— WHAT YOU SHOULD DO —
Report only the number of lines in the rows below that contain the string "grass". Matching is case-sensitive.

— Stored data entries —
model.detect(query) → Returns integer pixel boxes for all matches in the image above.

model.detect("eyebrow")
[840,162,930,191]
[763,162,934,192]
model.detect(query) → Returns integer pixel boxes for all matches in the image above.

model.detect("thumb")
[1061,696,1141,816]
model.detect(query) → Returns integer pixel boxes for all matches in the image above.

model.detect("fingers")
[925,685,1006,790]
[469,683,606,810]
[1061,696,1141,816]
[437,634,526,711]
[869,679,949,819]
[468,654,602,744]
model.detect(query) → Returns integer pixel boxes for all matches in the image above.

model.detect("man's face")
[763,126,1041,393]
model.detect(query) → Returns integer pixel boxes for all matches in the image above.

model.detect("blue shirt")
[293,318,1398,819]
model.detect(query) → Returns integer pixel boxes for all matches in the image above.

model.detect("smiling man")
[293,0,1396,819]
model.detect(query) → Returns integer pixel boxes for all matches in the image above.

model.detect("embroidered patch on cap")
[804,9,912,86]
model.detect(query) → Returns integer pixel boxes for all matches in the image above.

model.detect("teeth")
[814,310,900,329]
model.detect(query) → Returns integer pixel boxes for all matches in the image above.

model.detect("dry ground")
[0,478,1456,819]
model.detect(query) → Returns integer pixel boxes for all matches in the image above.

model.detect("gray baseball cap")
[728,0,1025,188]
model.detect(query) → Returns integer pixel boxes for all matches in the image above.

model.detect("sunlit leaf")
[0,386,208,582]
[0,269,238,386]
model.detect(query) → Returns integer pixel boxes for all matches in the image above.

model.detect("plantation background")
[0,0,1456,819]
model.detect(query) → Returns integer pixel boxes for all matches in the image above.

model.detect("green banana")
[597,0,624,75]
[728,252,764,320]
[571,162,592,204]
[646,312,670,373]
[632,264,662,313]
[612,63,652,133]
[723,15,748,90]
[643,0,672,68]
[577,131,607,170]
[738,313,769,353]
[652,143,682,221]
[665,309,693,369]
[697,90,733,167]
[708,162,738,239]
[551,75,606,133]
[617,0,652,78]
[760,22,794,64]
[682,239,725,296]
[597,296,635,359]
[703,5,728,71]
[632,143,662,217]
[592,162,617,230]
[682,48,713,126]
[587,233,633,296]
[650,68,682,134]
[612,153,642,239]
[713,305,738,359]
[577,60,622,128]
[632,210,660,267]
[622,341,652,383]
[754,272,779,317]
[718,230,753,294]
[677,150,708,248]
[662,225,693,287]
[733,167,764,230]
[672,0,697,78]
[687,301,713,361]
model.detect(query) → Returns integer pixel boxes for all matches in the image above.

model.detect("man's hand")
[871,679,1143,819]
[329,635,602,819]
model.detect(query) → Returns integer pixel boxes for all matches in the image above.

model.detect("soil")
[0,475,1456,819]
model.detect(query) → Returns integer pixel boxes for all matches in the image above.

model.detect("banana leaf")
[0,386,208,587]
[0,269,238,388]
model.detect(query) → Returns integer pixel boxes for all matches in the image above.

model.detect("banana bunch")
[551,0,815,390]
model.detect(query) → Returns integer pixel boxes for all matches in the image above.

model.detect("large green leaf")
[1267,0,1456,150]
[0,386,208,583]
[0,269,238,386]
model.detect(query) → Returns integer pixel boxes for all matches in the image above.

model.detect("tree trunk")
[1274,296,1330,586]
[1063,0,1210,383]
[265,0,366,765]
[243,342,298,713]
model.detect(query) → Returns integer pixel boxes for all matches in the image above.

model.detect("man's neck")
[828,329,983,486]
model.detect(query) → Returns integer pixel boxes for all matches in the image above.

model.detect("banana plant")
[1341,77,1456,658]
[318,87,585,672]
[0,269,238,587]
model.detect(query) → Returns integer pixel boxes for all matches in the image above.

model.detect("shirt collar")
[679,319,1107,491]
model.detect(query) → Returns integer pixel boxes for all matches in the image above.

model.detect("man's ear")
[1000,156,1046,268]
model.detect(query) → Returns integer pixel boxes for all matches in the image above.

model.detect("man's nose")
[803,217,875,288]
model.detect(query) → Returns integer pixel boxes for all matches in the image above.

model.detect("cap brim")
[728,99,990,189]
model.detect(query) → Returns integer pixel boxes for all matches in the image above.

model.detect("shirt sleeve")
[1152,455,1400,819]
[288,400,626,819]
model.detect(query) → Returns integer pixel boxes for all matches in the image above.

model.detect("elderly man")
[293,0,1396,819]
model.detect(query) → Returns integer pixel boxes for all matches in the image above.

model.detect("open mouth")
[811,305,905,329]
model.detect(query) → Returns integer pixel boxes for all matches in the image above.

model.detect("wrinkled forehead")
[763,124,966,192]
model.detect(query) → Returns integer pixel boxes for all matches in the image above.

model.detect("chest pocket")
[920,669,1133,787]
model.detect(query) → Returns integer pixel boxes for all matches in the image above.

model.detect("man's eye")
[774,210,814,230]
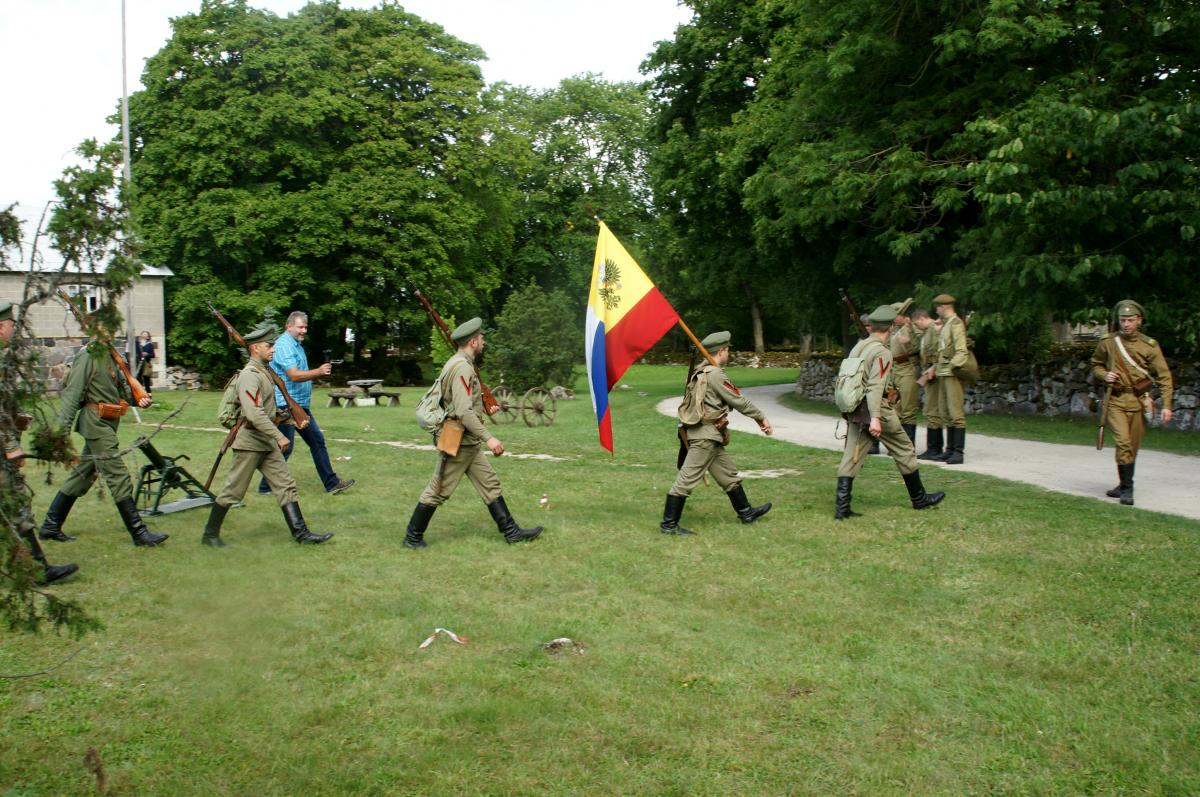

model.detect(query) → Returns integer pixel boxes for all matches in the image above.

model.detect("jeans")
[258,407,341,493]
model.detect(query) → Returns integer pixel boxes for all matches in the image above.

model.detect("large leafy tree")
[487,74,653,316]
[131,0,511,370]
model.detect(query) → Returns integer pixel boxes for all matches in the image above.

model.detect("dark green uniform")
[1092,332,1175,465]
[216,358,300,508]
[59,343,133,502]
[418,352,500,507]
[670,362,766,497]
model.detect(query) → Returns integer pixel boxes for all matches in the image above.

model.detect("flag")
[583,222,679,451]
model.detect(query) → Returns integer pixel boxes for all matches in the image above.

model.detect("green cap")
[700,330,732,352]
[866,305,896,324]
[242,322,280,346]
[450,316,484,346]
[1113,299,1146,318]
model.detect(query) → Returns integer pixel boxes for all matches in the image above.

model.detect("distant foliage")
[485,283,582,391]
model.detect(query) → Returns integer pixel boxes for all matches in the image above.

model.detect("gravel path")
[658,384,1200,520]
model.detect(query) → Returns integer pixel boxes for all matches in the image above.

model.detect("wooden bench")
[367,388,400,407]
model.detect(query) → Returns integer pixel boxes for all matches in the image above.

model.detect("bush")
[486,283,582,391]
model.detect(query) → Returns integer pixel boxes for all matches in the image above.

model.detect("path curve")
[656,384,1200,520]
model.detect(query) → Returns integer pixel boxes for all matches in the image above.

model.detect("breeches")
[62,426,133,501]
[418,443,500,507]
[838,407,917,479]
[1104,407,1146,465]
[217,447,300,507]
[934,374,967,429]
[670,441,742,497]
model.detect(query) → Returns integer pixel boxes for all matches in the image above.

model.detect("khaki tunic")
[1092,332,1175,465]
[838,336,917,479]
[934,316,967,429]
[59,343,133,502]
[888,322,920,424]
[217,358,300,507]
[418,352,502,507]
[668,362,766,497]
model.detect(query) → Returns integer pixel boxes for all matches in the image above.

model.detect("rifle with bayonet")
[413,289,500,415]
[204,301,308,429]
[58,288,150,407]
[838,288,871,337]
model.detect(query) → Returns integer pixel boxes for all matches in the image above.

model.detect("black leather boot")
[833,477,863,520]
[942,427,967,465]
[917,426,946,462]
[200,501,229,547]
[725,485,770,523]
[283,501,332,545]
[901,471,946,509]
[487,496,542,545]
[20,529,79,585]
[659,493,695,537]
[1117,462,1134,507]
[116,498,169,547]
[37,492,76,543]
[404,502,438,550]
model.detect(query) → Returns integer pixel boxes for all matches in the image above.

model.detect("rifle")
[838,288,871,337]
[58,288,150,407]
[413,288,500,415]
[204,417,246,492]
[204,301,308,429]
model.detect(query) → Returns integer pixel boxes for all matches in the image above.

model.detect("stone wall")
[796,346,1200,431]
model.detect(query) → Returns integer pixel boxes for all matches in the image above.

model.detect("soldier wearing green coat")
[922,293,968,465]
[834,305,946,520]
[659,331,773,534]
[0,301,79,583]
[1092,299,1175,507]
[404,318,542,550]
[38,324,168,546]
[200,324,332,547]
[888,298,920,445]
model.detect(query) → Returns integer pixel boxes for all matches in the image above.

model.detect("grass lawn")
[782,394,1200,456]
[0,366,1200,797]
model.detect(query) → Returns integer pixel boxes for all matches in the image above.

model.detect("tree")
[130,0,511,371]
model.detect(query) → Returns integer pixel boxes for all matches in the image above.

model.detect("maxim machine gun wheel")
[521,388,558,426]
[490,384,518,424]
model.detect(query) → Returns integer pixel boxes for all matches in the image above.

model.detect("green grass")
[0,366,1200,797]
[782,394,1200,456]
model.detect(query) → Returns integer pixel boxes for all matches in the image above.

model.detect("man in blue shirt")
[258,310,354,496]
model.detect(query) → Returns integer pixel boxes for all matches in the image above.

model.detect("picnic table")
[329,379,400,407]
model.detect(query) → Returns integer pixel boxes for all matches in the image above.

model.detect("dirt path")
[658,384,1200,520]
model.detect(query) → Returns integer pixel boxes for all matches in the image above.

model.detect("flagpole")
[679,318,718,367]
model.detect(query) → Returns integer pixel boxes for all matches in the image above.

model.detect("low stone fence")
[796,347,1200,431]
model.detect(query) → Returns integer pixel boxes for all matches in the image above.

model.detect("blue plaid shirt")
[271,332,312,409]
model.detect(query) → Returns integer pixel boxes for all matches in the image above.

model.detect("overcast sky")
[0,0,691,236]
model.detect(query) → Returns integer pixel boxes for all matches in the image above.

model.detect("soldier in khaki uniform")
[659,331,773,534]
[1092,299,1175,507]
[38,316,168,546]
[912,307,946,460]
[922,293,968,465]
[888,298,920,447]
[404,318,542,549]
[833,305,946,520]
[0,301,79,583]
[200,324,332,547]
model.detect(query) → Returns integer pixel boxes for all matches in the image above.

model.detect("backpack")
[833,343,883,414]
[416,371,446,433]
[217,371,241,429]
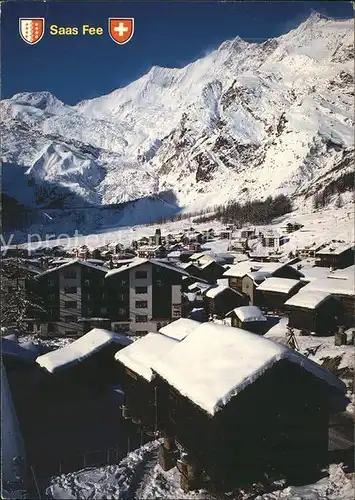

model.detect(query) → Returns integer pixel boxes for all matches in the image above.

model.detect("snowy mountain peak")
[1,13,354,218]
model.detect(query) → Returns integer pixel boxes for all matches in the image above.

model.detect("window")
[135,271,148,280]
[64,269,76,280]
[64,316,76,323]
[136,314,148,323]
[114,323,129,332]
[64,300,77,309]
[136,300,148,309]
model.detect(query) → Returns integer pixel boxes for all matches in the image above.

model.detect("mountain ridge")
[1,13,354,220]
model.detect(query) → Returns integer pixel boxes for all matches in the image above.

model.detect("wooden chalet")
[204,285,247,318]
[115,333,178,432]
[223,260,304,304]
[303,278,355,327]
[199,259,225,284]
[219,229,233,240]
[316,243,355,269]
[282,222,303,233]
[152,323,347,491]
[137,245,167,259]
[159,318,201,341]
[296,242,326,259]
[240,227,256,239]
[36,328,132,397]
[226,306,267,335]
[285,288,340,335]
[241,271,271,305]
[255,277,304,311]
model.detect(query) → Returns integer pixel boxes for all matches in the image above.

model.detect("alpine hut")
[255,278,304,311]
[36,328,132,395]
[152,323,347,490]
[115,333,178,432]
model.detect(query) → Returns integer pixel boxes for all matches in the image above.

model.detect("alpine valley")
[1,13,354,234]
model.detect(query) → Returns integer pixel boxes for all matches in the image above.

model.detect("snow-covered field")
[4,195,354,253]
[47,441,354,500]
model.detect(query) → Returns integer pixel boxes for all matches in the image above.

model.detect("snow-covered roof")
[159,318,201,340]
[227,306,267,323]
[330,264,355,280]
[40,259,107,276]
[178,262,198,269]
[317,242,354,255]
[0,362,28,486]
[285,288,331,309]
[205,285,238,299]
[223,260,286,278]
[187,279,212,292]
[36,328,132,373]
[303,278,355,296]
[258,278,300,293]
[105,257,189,278]
[152,323,346,415]
[190,252,207,261]
[246,271,271,281]
[115,333,178,382]
[217,278,228,286]
[223,260,250,278]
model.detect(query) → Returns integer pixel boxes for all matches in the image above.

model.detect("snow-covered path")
[47,441,354,500]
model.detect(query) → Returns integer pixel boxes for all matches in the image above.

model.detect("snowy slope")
[1,13,354,217]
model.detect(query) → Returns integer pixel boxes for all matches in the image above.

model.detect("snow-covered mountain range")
[0,13,354,217]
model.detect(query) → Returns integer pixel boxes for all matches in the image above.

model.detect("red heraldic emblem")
[108,17,134,45]
[19,17,44,45]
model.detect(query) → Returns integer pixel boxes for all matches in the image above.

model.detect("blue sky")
[1,1,353,104]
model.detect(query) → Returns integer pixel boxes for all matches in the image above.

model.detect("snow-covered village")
[0,2,355,500]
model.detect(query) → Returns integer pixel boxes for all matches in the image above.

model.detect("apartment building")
[106,258,189,335]
[28,259,110,336]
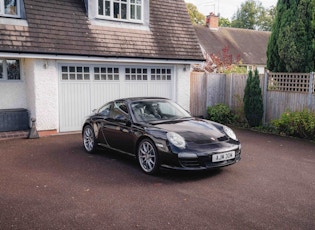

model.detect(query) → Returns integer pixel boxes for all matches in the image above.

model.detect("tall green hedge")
[243,69,264,127]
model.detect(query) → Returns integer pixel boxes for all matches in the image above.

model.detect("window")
[125,68,148,81]
[0,59,21,80]
[151,68,172,81]
[0,0,21,18]
[98,0,143,22]
[61,66,90,81]
[94,67,119,81]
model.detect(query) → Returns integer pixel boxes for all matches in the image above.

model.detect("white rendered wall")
[0,60,27,109]
[26,59,58,131]
[175,65,190,111]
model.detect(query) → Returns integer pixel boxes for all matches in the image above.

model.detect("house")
[0,0,204,136]
[194,13,271,73]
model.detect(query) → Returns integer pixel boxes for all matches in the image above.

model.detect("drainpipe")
[28,117,39,139]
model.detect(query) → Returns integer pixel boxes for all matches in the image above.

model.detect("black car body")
[82,97,241,174]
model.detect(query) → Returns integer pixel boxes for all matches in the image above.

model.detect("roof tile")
[0,0,203,60]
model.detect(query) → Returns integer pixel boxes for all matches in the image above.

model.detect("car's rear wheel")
[82,125,96,153]
[137,138,160,175]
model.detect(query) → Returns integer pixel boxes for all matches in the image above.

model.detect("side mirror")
[114,115,131,126]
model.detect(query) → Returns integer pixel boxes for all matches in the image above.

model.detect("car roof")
[115,97,170,102]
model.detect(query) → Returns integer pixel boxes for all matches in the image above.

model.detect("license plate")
[212,151,235,162]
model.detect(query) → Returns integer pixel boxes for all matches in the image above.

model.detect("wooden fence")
[190,72,315,123]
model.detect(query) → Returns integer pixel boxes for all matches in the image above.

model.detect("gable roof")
[194,25,271,65]
[0,0,204,61]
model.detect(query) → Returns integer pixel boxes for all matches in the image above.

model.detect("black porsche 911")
[82,97,241,174]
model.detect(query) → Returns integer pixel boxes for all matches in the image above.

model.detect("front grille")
[180,159,200,168]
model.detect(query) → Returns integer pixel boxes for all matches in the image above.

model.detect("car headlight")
[166,132,186,149]
[223,126,237,141]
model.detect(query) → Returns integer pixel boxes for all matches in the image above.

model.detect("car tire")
[137,138,160,175]
[82,125,96,153]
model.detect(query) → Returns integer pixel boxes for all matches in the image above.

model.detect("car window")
[98,103,112,117]
[131,100,190,122]
[109,101,128,119]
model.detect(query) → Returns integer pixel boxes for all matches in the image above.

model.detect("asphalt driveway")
[0,130,315,230]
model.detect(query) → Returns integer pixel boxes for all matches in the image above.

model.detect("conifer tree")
[267,0,315,73]
[243,69,264,127]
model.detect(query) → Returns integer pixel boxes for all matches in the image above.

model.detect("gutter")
[0,50,205,65]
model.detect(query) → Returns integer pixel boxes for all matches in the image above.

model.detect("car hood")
[154,118,227,144]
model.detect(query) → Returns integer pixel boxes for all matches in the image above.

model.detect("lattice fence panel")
[268,73,315,93]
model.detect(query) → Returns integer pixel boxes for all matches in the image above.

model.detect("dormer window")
[0,0,21,18]
[97,0,143,22]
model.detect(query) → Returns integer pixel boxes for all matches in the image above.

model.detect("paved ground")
[0,130,315,230]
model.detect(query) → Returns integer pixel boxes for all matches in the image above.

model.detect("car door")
[102,101,136,153]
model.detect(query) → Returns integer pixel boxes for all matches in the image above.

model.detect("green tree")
[243,69,264,127]
[186,3,206,24]
[219,18,231,27]
[231,0,275,31]
[267,0,315,72]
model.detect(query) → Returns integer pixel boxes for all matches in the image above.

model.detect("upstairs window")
[98,0,143,22]
[0,59,21,81]
[0,0,21,18]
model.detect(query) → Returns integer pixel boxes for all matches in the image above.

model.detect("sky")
[185,0,278,20]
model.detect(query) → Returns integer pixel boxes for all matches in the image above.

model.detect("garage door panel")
[122,82,148,97]
[91,82,121,109]
[59,83,91,132]
[148,82,172,98]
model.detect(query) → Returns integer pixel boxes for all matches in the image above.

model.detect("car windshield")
[131,100,191,122]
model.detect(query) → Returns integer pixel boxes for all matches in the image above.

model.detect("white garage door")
[59,64,174,132]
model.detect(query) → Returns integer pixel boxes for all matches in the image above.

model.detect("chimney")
[206,12,219,30]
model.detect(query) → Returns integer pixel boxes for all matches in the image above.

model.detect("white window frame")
[0,0,21,18]
[96,0,145,23]
[0,58,21,82]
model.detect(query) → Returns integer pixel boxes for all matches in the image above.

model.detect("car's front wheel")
[137,138,160,175]
[82,125,96,153]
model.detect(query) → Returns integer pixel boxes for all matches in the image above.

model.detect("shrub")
[272,109,315,140]
[207,103,235,124]
[243,69,264,127]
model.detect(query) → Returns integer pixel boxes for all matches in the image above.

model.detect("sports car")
[82,97,241,174]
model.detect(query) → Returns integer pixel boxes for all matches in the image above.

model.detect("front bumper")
[161,148,241,171]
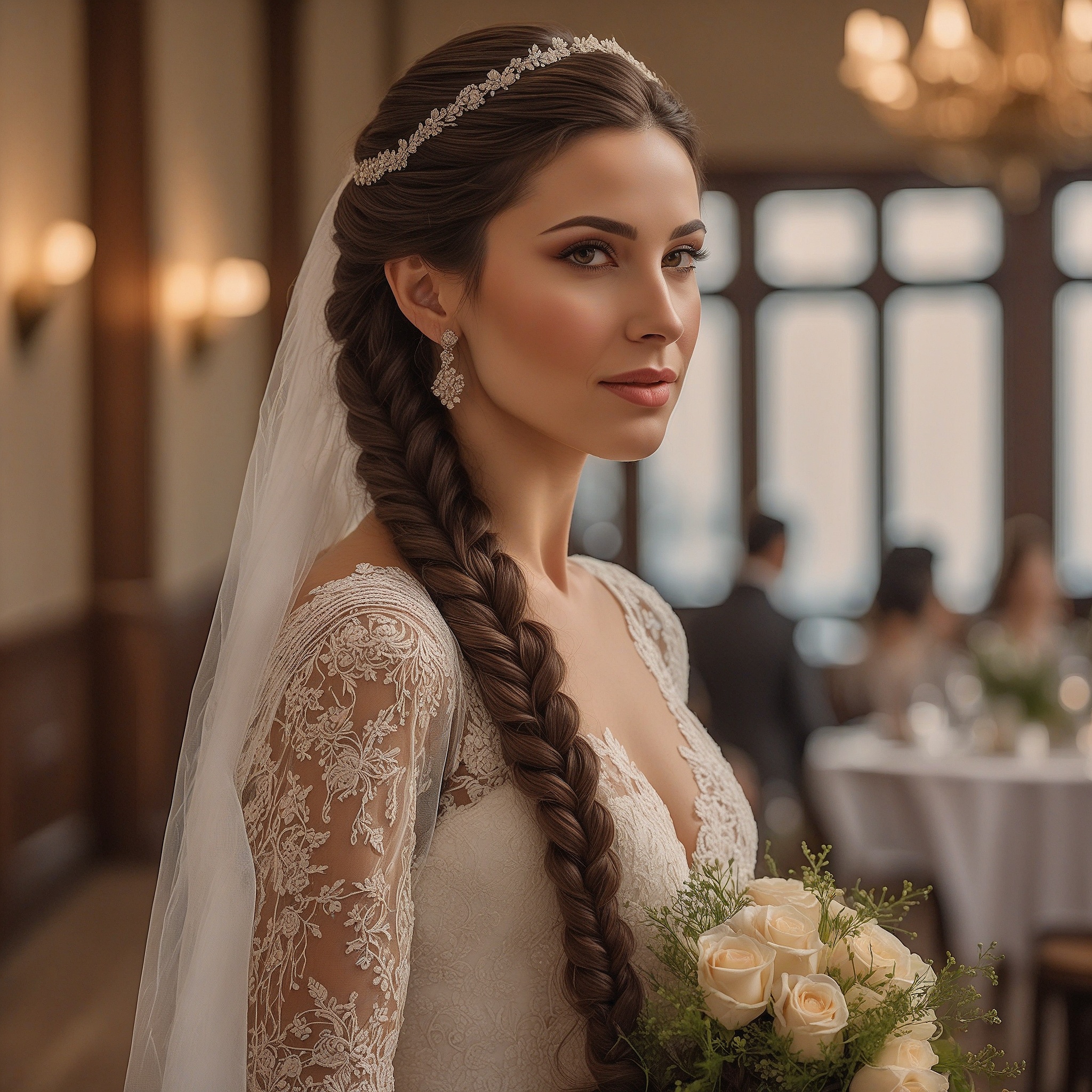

— RESULT OF THIS TASK —
2